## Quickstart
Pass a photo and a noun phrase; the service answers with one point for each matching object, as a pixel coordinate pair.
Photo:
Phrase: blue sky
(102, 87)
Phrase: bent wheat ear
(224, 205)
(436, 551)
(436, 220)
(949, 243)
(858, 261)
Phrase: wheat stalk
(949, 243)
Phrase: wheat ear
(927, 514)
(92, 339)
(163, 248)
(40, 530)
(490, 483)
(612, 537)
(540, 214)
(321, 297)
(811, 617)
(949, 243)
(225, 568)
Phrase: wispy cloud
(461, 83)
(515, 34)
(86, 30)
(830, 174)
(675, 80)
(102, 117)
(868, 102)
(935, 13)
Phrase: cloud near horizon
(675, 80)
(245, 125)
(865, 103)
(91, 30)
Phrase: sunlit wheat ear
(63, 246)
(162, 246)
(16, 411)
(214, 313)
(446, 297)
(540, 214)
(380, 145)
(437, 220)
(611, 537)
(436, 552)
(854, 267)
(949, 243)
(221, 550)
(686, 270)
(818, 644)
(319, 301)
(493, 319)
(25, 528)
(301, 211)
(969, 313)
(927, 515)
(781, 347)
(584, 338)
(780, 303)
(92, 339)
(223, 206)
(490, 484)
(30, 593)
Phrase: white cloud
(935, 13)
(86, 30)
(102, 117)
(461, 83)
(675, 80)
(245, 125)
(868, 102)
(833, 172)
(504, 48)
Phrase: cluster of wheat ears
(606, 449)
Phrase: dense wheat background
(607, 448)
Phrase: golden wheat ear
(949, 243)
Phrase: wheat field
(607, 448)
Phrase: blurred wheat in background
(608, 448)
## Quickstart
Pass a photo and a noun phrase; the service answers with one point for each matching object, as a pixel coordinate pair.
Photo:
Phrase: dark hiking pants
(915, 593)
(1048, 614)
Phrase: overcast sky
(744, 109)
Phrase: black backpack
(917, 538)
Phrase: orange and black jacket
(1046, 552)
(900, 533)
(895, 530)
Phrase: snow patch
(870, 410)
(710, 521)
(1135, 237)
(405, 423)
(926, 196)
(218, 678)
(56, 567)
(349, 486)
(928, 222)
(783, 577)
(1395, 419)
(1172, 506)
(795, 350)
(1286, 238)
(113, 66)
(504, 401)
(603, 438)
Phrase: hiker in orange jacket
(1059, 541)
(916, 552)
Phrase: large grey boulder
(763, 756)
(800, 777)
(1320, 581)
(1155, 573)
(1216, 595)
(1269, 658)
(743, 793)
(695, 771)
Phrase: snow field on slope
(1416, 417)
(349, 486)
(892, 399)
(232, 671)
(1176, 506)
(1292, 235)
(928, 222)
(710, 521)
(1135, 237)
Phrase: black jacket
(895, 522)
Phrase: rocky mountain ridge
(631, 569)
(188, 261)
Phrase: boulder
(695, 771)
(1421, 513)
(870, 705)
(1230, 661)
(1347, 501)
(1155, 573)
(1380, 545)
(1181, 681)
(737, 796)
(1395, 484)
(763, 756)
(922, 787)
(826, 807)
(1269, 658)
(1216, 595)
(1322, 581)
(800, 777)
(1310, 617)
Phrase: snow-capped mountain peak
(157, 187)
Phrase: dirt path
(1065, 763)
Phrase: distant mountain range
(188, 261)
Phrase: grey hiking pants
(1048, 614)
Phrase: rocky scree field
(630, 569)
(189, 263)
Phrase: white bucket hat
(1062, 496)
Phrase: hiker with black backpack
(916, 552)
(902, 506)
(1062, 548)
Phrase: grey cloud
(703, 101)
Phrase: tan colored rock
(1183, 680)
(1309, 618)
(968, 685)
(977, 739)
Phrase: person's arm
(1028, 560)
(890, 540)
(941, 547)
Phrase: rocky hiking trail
───
> [EXERCISE PROMPT]
Recast every row above as a numbered list, leaving out blank lines.

> [RESPONSE]
1. ## Quickstart
2. Pass a photo and a noun phrase; the service answers with one point for each matching object, as a pixel coordinate pair.
3. Photo:
4. Phrase: blue sky
5. (102, 87)
6. Phrase: bent wheat ear
7. (224, 205)
8. (436, 551)
9. (436, 220)
10. (949, 243)
11. (858, 261)
12. Phrase: wheat stalk
13. (949, 243)
14. Phrase: wheat ear
15. (927, 514)
16. (92, 339)
17. (163, 248)
18. (40, 530)
19. (490, 483)
20. (612, 537)
21. (540, 214)
22. (321, 297)
23. (811, 617)
24. (949, 243)
25. (225, 568)
26. Phrase: wispy cloud
27. (461, 83)
28. (515, 34)
29. (86, 30)
30. (830, 174)
31. (675, 80)
32. (102, 117)
33. (868, 102)
34. (935, 13)
35. Phrase: cloud near horizon
36. (675, 80)
37. (245, 125)
38. (865, 103)
39. (91, 30)
40. Phrase: sunlit wheat ear
41. (63, 246)
42. (162, 246)
43. (16, 411)
44. (214, 313)
45. (446, 297)
46. (540, 214)
47. (380, 145)
48. (437, 220)
49. (611, 537)
50. (436, 552)
51. (854, 267)
52. (949, 243)
53. (221, 550)
54. (686, 270)
55. (818, 644)
56. (319, 301)
57. (493, 319)
58. (25, 528)
59. (301, 211)
60. (969, 313)
61. (927, 515)
62. (781, 347)
63. (584, 338)
64. (780, 303)
65. (92, 339)
66. (223, 206)
67. (490, 484)
68. (30, 593)
69. Phrase: white cloud
70. (935, 13)
71. (86, 30)
72. (102, 117)
73. (461, 83)
74. (675, 80)
75. (245, 125)
76. (868, 102)
77. (833, 172)
78. (504, 48)
79. Phrase: cluster of wheat ears
80. (606, 449)
81. Phrase: dense wheat background
82. (607, 448)
83. Phrase: golden wheat ear
84. (949, 243)
85. Phrase: wheat field
86. (607, 448)
87. Phrase: blurred wheat in background
88. (608, 448)
89. ## Quickstart
90. Pass a photo and a noun phrase; the service answers with one point for each matching object, as a pixel coordinate pair.
91. Photo:
92. Phrase: dark hiking pants
93. (915, 593)
94. (1048, 614)
95. Phrase: overcast sky
96. (744, 109)
97. Phrase: black backpack
98. (917, 538)
99. Phrase: orange and black jacket
100. (1046, 552)
101. (900, 533)
102. (895, 530)
103. Phrase: snow patch
104. (870, 410)
105. (710, 521)
106. (1135, 237)
107. (405, 423)
108. (926, 196)
109. (218, 678)
110. (56, 567)
111. (349, 486)
112. (928, 222)
113. (783, 577)
114. (1395, 419)
115. (1172, 506)
116. (795, 350)
117. (1286, 238)
118. (113, 66)
119. (504, 401)
120. (603, 438)
121. Phrase: hiker in orange jacket
122. (1059, 541)
123. (916, 552)
124. Phrase: large grey boulder
125. (763, 756)
126. (800, 777)
127. (1320, 581)
128. (1155, 573)
129. (1216, 595)
130. (1269, 658)
131. (743, 793)
132. (695, 771)
133. Phrase: snow field on slope
134. (1416, 417)
135. (349, 486)
136. (892, 399)
137. (232, 671)
138. (1176, 506)
139. (1292, 235)
140. (928, 222)
141. (710, 521)
142. (1135, 237)
143. Phrase: black jacket
144. (895, 522)
145. Phrase: rocky mountain ridge
146. (631, 569)
147. (188, 261)
148. Phrase: boulder
149. (695, 771)
150. (1421, 513)
151. (870, 705)
152. (1230, 661)
153. (1347, 501)
154. (1155, 573)
155. (1380, 545)
156. (1181, 681)
157. (737, 796)
158. (1395, 484)
159. (763, 756)
160. (922, 787)
161. (826, 807)
162. (1269, 658)
163. (1216, 595)
164. (1322, 581)
165. (800, 777)
166. (1310, 617)
167. Phrase: snow-capped mountain peak
168. (157, 187)
169. Phrase: dirt path
170. (1065, 763)
171. Phrase: distant mountain range
172. (188, 261)
173. Phrase: grey hiking pants
174. (1048, 614)
175. Phrase: rocky scree field
176. (630, 569)
177. (189, 263)
178. Phrase: white bucket hat
179. (1062, 496)
180. Phrase: hiker with black backpack
181. (916, 552)
182. (902, 506)
183. (1062, 548)
184. Phrase: grey cloud
185. (703, 101)
186. Phrase: tan colored rock
187. (1183, 680)
188. (1309, 618)
189. (968, 685)
190. (977, 739)
191. Phrase: person's arm
192. (1028, 560)
193. (890, 540)
194. (941, 547)
195. Phrase: rocky hiking trail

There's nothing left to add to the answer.